(Collection entries)
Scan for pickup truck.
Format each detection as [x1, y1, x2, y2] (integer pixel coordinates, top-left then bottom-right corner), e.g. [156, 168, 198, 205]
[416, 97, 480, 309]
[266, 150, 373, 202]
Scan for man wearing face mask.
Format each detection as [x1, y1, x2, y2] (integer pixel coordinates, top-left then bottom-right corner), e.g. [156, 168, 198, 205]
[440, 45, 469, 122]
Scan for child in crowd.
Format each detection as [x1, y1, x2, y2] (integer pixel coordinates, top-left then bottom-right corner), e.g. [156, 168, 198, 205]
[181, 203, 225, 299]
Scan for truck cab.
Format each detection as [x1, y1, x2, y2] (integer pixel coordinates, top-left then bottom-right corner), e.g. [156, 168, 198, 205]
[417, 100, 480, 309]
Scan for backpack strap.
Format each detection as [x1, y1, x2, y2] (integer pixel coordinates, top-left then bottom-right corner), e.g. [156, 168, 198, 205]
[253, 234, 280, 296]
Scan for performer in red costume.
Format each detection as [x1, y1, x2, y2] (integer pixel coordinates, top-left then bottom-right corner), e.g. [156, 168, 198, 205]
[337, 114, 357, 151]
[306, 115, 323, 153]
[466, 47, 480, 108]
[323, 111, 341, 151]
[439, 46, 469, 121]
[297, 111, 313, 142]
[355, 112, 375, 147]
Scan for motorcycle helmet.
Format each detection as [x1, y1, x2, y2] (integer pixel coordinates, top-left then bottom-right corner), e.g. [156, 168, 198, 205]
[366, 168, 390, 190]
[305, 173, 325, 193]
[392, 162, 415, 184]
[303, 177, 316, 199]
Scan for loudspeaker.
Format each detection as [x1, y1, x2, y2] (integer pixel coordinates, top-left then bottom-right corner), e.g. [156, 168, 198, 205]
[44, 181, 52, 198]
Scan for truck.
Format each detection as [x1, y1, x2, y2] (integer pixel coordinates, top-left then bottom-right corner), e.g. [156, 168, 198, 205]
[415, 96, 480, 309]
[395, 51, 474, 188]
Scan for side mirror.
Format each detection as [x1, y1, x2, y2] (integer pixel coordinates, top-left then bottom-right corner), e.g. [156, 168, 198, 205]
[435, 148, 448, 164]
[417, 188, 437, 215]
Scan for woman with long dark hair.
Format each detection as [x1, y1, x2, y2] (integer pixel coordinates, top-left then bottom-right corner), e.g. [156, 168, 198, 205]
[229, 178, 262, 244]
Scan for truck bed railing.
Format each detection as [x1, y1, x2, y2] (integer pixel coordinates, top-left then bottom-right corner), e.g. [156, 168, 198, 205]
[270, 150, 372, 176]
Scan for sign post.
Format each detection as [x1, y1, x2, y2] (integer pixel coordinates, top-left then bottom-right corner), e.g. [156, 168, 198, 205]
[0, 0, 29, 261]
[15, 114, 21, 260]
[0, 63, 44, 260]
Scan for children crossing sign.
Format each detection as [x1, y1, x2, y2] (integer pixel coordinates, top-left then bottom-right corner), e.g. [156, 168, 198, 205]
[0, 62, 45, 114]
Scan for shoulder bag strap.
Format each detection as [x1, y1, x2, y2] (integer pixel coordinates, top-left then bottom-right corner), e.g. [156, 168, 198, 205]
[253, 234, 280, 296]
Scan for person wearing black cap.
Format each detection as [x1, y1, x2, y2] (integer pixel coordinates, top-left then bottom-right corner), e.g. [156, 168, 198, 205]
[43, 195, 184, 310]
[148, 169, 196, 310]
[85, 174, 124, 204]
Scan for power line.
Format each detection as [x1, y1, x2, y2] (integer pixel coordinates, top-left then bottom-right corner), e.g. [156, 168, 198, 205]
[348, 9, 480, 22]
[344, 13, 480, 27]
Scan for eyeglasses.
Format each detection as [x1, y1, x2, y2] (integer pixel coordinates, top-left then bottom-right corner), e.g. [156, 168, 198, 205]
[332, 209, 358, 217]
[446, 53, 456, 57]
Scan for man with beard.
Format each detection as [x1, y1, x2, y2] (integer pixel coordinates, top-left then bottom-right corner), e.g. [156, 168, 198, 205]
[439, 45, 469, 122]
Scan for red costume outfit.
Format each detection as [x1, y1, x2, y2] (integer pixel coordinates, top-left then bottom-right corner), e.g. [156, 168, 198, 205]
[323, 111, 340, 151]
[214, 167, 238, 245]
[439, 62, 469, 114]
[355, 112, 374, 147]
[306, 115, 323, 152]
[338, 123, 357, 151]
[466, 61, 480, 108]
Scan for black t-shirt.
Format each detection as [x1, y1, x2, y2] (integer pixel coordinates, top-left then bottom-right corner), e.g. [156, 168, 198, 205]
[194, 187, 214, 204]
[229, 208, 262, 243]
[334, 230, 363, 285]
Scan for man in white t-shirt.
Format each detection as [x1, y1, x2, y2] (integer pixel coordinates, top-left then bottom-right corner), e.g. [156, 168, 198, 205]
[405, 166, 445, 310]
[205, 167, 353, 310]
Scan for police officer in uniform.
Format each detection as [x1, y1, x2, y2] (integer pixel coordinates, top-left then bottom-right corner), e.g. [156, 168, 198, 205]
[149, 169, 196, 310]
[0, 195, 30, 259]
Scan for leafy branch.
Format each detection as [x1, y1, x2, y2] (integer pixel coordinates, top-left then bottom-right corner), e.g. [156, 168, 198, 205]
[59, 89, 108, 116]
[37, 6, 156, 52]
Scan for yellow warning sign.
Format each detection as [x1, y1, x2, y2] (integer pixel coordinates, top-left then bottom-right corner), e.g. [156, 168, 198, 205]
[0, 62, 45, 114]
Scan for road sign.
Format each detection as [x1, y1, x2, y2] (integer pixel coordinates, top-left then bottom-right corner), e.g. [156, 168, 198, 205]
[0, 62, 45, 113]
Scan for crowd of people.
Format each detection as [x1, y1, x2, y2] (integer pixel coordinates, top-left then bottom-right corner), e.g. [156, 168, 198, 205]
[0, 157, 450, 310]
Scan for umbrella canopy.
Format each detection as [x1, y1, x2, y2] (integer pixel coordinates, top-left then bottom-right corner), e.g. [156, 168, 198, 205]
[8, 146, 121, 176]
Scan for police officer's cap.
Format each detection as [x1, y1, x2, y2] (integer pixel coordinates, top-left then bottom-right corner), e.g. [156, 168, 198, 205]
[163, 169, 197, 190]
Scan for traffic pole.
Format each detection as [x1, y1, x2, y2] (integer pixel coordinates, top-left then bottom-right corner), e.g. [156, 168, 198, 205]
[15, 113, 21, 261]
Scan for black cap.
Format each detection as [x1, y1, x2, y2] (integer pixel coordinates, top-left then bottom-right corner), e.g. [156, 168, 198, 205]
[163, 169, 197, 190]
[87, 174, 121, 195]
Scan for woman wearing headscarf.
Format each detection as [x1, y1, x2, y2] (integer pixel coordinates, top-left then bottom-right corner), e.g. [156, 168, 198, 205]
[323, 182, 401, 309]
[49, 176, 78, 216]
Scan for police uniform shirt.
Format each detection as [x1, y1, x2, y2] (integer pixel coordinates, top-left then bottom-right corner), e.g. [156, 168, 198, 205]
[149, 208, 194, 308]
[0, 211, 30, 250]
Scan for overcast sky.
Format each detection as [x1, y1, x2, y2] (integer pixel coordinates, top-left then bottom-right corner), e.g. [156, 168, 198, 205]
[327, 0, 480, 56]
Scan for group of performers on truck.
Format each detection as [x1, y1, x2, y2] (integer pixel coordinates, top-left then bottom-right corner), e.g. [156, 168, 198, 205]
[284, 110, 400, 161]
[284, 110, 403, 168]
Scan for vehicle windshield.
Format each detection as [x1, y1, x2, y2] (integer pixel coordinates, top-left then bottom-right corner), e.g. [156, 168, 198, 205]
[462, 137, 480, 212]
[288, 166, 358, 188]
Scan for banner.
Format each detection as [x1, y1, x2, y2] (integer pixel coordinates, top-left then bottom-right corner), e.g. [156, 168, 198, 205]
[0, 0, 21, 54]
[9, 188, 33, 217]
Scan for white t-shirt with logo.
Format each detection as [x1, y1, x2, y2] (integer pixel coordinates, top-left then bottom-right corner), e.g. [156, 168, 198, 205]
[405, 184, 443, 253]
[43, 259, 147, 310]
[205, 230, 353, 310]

__YOUR INSTRUCTIONS__
The required output is the entries from their opening line through the line holding "Scan for loudspeaker.", repeated exactly, with both end lines kept.

__TASK RESPONSE__
Scan for pickup truck.
Format each detection as [x1, y1, x2, y2] (integer pixel coordinates, top-left then bottom-right corner), e.g. [156, 168, 198, 205]
[416, 97, 480, 309]
[266, 150, 373, 202]
Scan for man wearing face mask.
Format each detection as [x1, y1, x2, y2] (integer pixel coordinates, top-left then bottom-right corner), e.g. [156, 168, 198, 205]
[440, 45, 469, 122]
Scan for child in crowd.
Format each detection as [x1, y1, x2, y2] (integer pixel coordinates, top-left then bottom-right corner), e.g. [156, 168, 198, 205]
[181, 203, 225, 299]
Scan for truck cab.
Format each detection as [x1, y1, x2, y2] (integer pixel coordinates, top-left then bottom-right corner), e.g. [156, 168, 198, 205]
[417, 100, 480, 309]
Scan for backpack strap.
Format each detection as [x1, y1, x2, y2] (integer pixel coordinates, top-left then bottom-right corner), e.g. [156, 168, 198, 205]
[253, 234, 280, 296]
Scan for performer in red costume.
Format each detection as [x1, y1, x2, y2] (integer pixel coordinates, top-left then bottom-right corner), e.g. [156, 168, 198, 205]
[337, 114, 357, 151]
[306, 115, 323, 153]
[466, 47, 480, 108]
[323, 111, 341, 151]
[439, 46, 469, 121]
[297, 111, 313, 142]
[355, 112, 375, 147]
Scan for motorcycle helmet.
Format each detection as [x1, y1, x2, y2] (integer pixel coordinates, top-left then bottom-right corner), e.g. [156, 168, 198, 205]
[366, 168, 390, 190]
[305, 173, 325, 193]
[392, 162, 415, 184]
[303, 177, 316, 199]
Scan for loudspeaker.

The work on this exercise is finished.